▶ What this task involves:
Reproduce the items below word for word, from the line containing "Give the outline of every instance of the woman's black" through the last line of the items, and leave the pictures out.

START Records for the task

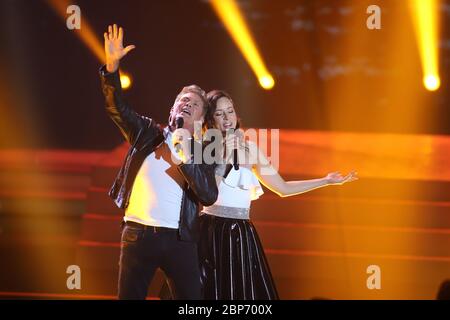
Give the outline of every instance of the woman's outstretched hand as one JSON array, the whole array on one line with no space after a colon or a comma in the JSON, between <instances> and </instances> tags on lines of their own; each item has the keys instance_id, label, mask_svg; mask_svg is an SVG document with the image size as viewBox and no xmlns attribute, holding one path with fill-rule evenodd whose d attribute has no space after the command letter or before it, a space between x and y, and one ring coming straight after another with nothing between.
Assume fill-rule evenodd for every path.
<instances>
[{"instance_id":1,"label":"woman's outstretched hand","mask_svg":"<svg viewBox=\"0 0 450 320\"><path fill-rule=\"evenodd\" d=\"M333 185L333 184L342 185L346 182L351 182L351 181L355 181L358 179L359 179L358 173L356 171L350 172L345 177L343 177L339 172L332 172L332 173L327 174L327 176L326 176L326 180L328 181L328 184L330 184L330 185Z\"/></svg>"},{"instance_id":2,"label":"woman's outstretched hand","mask_svg":"<svg viewBox=\"0 0 450 320\"><path fill-rule=\"evenodd\" d=\"M135 46L123 47L123 29L116 24L108 26L108 32L103 34L105 38L106 70L115 72L119 68L119 61Z\"/></svg>"}]
</instances>

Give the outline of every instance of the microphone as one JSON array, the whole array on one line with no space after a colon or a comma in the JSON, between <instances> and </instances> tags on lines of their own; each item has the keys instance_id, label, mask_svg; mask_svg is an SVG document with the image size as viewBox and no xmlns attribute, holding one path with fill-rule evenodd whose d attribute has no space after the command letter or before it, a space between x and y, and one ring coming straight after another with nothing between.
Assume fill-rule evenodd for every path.
<instances>
[{"instance_id":1,"label":"microphone","mask_svg":"<svg viewBox=\"0 0 450 320\"><path fill-rule=\"evenodd\" d=\"M235 129L228 129L227 134L232 134L234 132L235 132ZM238 159L237 148L233 149L233 167L234 167L234 170L239 170L239 159Z\"/></svg>"},{"instance_id":2,"label":"microphone","mask_svg":"<svg viewBox=\"0 0 450 320\"><path fill-rule=\"evenodd\" d=\"M177 116L175 118L175 124L177 126L177 129L181 129L184 126L184 119L181 116ZM181 145L179 142L175 143L175 151L178 153L181 150Z\"/></svg>"}]
</instances>

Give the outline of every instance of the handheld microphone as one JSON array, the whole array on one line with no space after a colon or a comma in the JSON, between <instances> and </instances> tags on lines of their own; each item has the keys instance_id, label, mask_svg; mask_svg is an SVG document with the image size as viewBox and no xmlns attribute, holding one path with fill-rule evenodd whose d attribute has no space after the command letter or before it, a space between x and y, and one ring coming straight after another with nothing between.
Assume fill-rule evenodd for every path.
<instances>
[{"instance_id":1,"label":"handheld microphone","mask_svg":"<svg viewBox=\"0 0 450 320\"><path fill-rule=\"evenodd\" d=\"M227 134L232 134L234 132L235 132L235 129L228 129ZM237 148L233 149L233 167L234 167L234 170L239 170L239 159L238 159Z\"/></svg>"},{"instance_id":2,"label":"handheld microphone","mask_svg":"<svg viewBox=\"0 0 450 320\"><path fill-rule=\"evenodd\" d=\"M175 124L177 126L177 129L181 129L184 126L184 119L183 117L177 116L175 118ZM175 143L175 151L178 153L181 150L181 144L179 142Z\"/></svg>"}]
</instances>

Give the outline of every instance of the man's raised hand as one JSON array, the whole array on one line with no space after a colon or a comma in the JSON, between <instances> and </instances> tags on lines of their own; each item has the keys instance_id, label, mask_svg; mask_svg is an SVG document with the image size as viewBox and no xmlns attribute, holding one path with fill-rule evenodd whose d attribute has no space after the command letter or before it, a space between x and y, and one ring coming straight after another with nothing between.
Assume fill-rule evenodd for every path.
<instances>
[{"instance_id":1,"label":"man's raised hand","mask_svg":"<svg viewBox=\"0 0 450 320\"><path fill-rule=\"evenodd\" d=\"M115 72L119 68L119 61L135 46L123 47L123 28L118 28L116 24L108 26L108 32L103 34L105 38L105 58L106 70Z\"/></svg>"}]
</instances>

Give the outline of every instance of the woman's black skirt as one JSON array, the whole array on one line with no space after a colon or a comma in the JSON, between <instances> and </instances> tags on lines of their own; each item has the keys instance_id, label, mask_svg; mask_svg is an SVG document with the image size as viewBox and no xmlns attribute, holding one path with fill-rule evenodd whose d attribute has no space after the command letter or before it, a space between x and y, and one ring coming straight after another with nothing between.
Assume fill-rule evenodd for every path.
<instances>
[{"instance_id":1,"label":"woman's black skirt","mask_svg":"<svg viewBox=\"0 0 450 320\"><path fill-rule=\"evenodd\" d=\"M199 259L205 299L272 300L278 293L249 220L200 217Z\"/></svg>"}]
</instances>

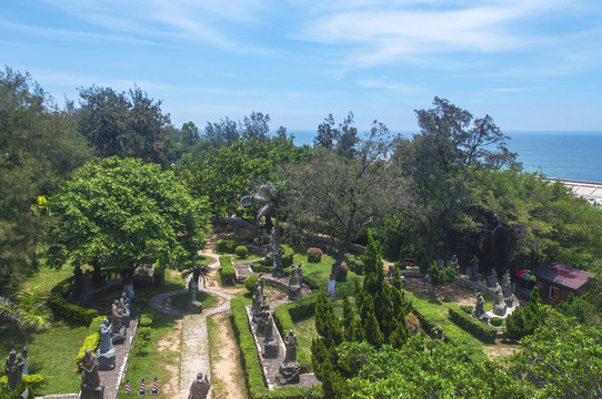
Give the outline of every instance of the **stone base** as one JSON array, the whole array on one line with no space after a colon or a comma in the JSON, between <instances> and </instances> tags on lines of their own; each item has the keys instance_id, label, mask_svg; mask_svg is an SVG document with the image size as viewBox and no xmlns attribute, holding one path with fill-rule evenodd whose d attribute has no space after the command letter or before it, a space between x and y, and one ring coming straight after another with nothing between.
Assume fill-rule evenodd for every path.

END Records for the task

▶ Solution to the problem:
Give the outline of every instance of the woman's black skirt as one JSON array, the whole array on one line with no space after a colon or a comma in the JSON, between <instances> and </instances> tags on lines of their own; each item has the keys instance_id, label, mask_svg; mask_svg is an SVG document with the image size as viewBox and no xmlns attribute, holding one path with fill-rule evenodd whose d attribute has no space after the command letter or before it, a space between x and y, and one ring coming straight after another with nothing between.
Assume fill-rule evenodd for every path.
<instances>
[{"instance_id":1,"label":"woman's black skirt","mask_svg":"<svg viewBox=\"0 0 450 320\"><path fill-rule=\"evenodd\" d=\"M199 259L205 299L272 300L278 293L249 220L200 217Z\"/></svg>"}]
</instances>

Give the outline of every instance of the **stone base** as one JSON array, the whole array on one line with no space after a colon or a comma in the JSON, between <instances> and </instances> tags on lines of their own; each item has the keys instance_id, label, mask_svg; mask_svg is an SVG document with the image size as viewBox and no xmlns attribute, holding one path with fill-rule evenodd whose d attribute has no space after the command letter or before it, a space between x and y, and one ring coming straight after another with nothing between.
Assume fill-rule evenodd for every path.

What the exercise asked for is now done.